**EXERCISE TASKS**.
1. In the black-eyed peas article, what are beans or black-eyed peas said to symbolize?
2. Print the part of the black-eyed peas article starting at "by BUST Magazine" and ending at "was almost jerky.".

How To Make Black-Eyed Peas And Cornbread For Some New Year’s Good Luck

by BUST Magazine

Growing up, a New Year’s good luck dish would have meant, for me, eating dinner at anybody else’s house. I longed for the New Year’s suppers my school pals bragged about—what I had was asparagus out of a can that my mom bought four-for-a-dollar and kosher chicken that she left in the oven for so long it was almost jerky.

There are a lot of theories about what dishes are supposed to bring good luck on New Year’s, but a common one is that beans or black-eyed peas are supposed to symbolize coin, better known as moolah. I’ve also heard that black-eyed peas kept folks from starving in the South, and not starving is definitely a good thing. And you just can’t have black-eyed peas without some killer cornbread. So here are two recipes that will make you very popular. Hey, being popular is good luck!

**EXCERPTED DATA**.
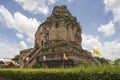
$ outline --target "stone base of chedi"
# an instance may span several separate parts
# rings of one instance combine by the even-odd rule
[[[34,48],[20,51],[21,67],[73,67],[99,64],[81,47],[81,26],[66,6],[55,6],[35,34]]]

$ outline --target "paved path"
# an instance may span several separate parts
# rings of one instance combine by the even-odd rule
[[[6,79],[6,78],[0,77],[0,80],[11,80],[11,79]]]

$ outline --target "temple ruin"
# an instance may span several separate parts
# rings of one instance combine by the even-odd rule
[[[21,67],[73,67],[99,64],[81,46],[81,26],[66,6],[55,6],[52,14],[38,27],[34,48],[20,51]]]

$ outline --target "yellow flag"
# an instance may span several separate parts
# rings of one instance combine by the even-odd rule
[[[64,55],[63,55],[63,58],[64,58],[64,60],[67,60],[67,57],[66,57],[65,53],[64,53]]]
[[[100,52],[100,50],[94,49],[93,53],[99,55],[101,52]]]
[[[28,60],[29,60],[29,57],[26,58],[26,61],[28,61]]]

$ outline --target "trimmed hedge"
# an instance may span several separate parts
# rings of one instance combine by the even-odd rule
[[[69,69],[0,69],[0,76],[13,80],[120,80],[120,67],[106,65]]]

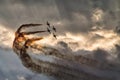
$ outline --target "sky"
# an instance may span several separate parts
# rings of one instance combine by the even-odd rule
[[[46,30],[49,21],[58,39],[41,34],[45,37],[41,44],[62,53],[120,63],[119,14],[120,0],[0,0],[0,49],[12,49],[20,25],[42,23],[31,30]]]

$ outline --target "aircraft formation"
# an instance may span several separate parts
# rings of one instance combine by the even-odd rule
[[[51,26],[50,23],[47,21],[47,32],[49,32],[50,34],[53,34],[53,37],[57,39],[57,36],[55,35],[55,32],[56,32],[56,28],[54,26]],[[50,28],[52,28],[53,30],[53,33],[52,33],[52,30],[50,30]]]

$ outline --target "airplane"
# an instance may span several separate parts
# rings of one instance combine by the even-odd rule
[[[47,31],[51,34],[51,32],[50,32],[50,29],[49,29],[49,28],[47,28]]]
[[[53,37],[57,39],[57,36],[53,33]]]
[[[56,32],[56,28],[53,26],[53,30]]]
[[[48,27],[50,27],[50,23],[47,21],[47,25],[48,25]]]

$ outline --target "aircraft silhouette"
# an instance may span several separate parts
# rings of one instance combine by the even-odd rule
[[[50,23],[47,21],[47,25],[48,25],[48,27],[50,27]]]
[[[56,28],[53,26],[53,30],[56,32]]]
[[[53,37],[57,39],[57,36],[53,33]]]
[[[50,32],[50,29],[49,29],[49,28],[47,28],[47,31],[51,34],[51,32]]]

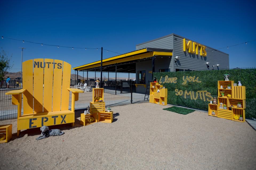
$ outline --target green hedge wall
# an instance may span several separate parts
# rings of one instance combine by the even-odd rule
[[[237,83],[241,81],[243,86],[246,87],[246,117],[247,118],[256,119],[256,69],[234,69],[222,70],[211,70],[192,71],[179,71],[177,72],[165,72],[155,73],[154,76],[155,76],[158,81],[162,76],[162,83],[168,89],[167,103],[173,105],[207,111],[208,104],[209,102],[206,100],[210,99],[205,95],[206,101],[201,99],[199,94],[198,93],[198,97],[196,100],[191,100],[190,96],[186,95],[184,97],[185,90],[194,92],[194,97],[196,96],[196,92],[198,91],[206,90],[211,94],[213,97],[217,97],[218,95],[218,81],[224,80],[224,74],[228,74],[230,75],[229,77],[230,80],[234,81]],[[165,77],[167,75],[169,78],[177,77],[176,83],[163,83]],[[195,78],[198,77],[198,80],[201,83],[196,82],[187,82],[186,84],[183,85],[184,82],[183,76],[193,77]],[[182,96],[176,96],[177,93],[175,89],[183,91]],[[202,93],[201,93],[202,95]]]

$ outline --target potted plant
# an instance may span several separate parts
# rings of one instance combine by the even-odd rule
[[[227,89],[231,89],[231,85],[230,84],[229,84],[227,85]]]
[[[224,105],[224,106],[223,106],[223,109],[227,109],[227,106],[226,105]]]
[[[239,102],[237,103],[237,106],[238,108],[241,108],[242,107],[242,105],[241,104],[241,103]]]
[[[241,120],[241,121],[243,121],[243,115],[240,115],[240,117],[239,117],[239,120]]]

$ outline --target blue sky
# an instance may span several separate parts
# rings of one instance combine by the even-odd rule
[[[215,49],[256,40],[253,1],[23,1],[0,2],[1,36],[63,46],[102,46],[121,53],[172,33]],[[254,41],[221,50],[229,54],[230,67],[254,67],[255,46]],[[53,58],[74,67],[100,59],[99,49],[58,48],[0,39],[0,47],[12,54],[10,72],[20,70],[20,47],[26,49],[23,61]],[[115,55],[103,51],[103,58]]]

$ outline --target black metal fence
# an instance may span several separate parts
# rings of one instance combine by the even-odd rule
[[[5,82],[5,80],[4,81]],[[16,84],[16,83],[17,81],[11,80],[9,83],[9,88],[8,89],[6,88],[5,82],[5,84],[3,84],[2,88],[0,88],[0,120],[15,118],[17,117],[17,106],[12,104],[11,95],[6,95],[5,94],[10,90],[22,88],[22,83],[21,84],[20,81],[18,85],[18,83]],[[82,84],[81,86],[77,86],[79,83],[81,82]],[[87,87],[84,88],[85,87],[84,87],[83,83],[86,83]],[[95,87],[95,83],[94,81],[88,81],[88,82],[83,82],[81,80],[71,81],[71,88],[78,87],[84,91],[84,93],[79,94],[79,100],[75,103],[76,110],[83,110],[90,105],[90,102],[92,100],[92,90]],[[102,85],[104,88],[104,101],[106,107],[148,102],[148,100],[144,100],[146,88],[143,86],[136,87],[135,83],[135,81],[131,80],[104,81]],[[136,91],[141,92],[139,93],[137,92]],[[70,110],[71,109],[71,101],[70,93],[69,106]],[[82,112],[83,111],[81,111]],[[23,114],[22,108],[22,114]]]

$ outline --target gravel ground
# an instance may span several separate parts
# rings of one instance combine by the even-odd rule
[[[112,124],[57,125],[65,134],[36,141],[37,128],[0,144],[0,169],[252,169],[256,131],[242,123],[195,111],[183,115],[146,103],[111,108]]]

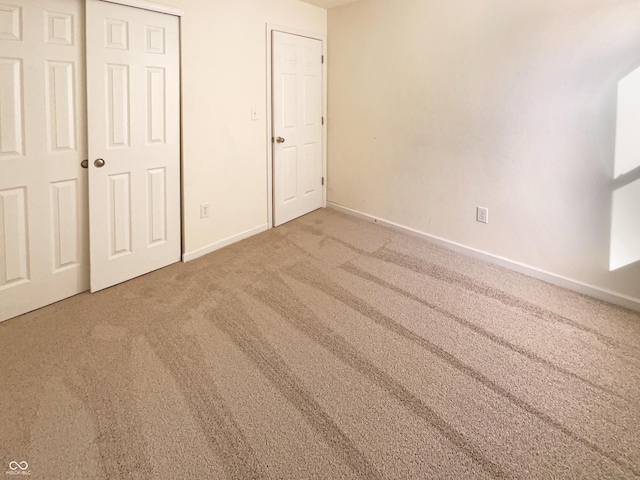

**FINAL RESULTS**.
1. Coin, also known as moolah.

2.
by BUST Magazine

Growing up, a New Year’s good luck dish would have meant, for me, eating dinner at anybody else’s house. I longed for the New Year’s suppers my school pals bragged about—what I had was asparagus out of a can that my mom bought four-for-a-dollar and kosher chicken that she left in the oven for so long it was almost jerky.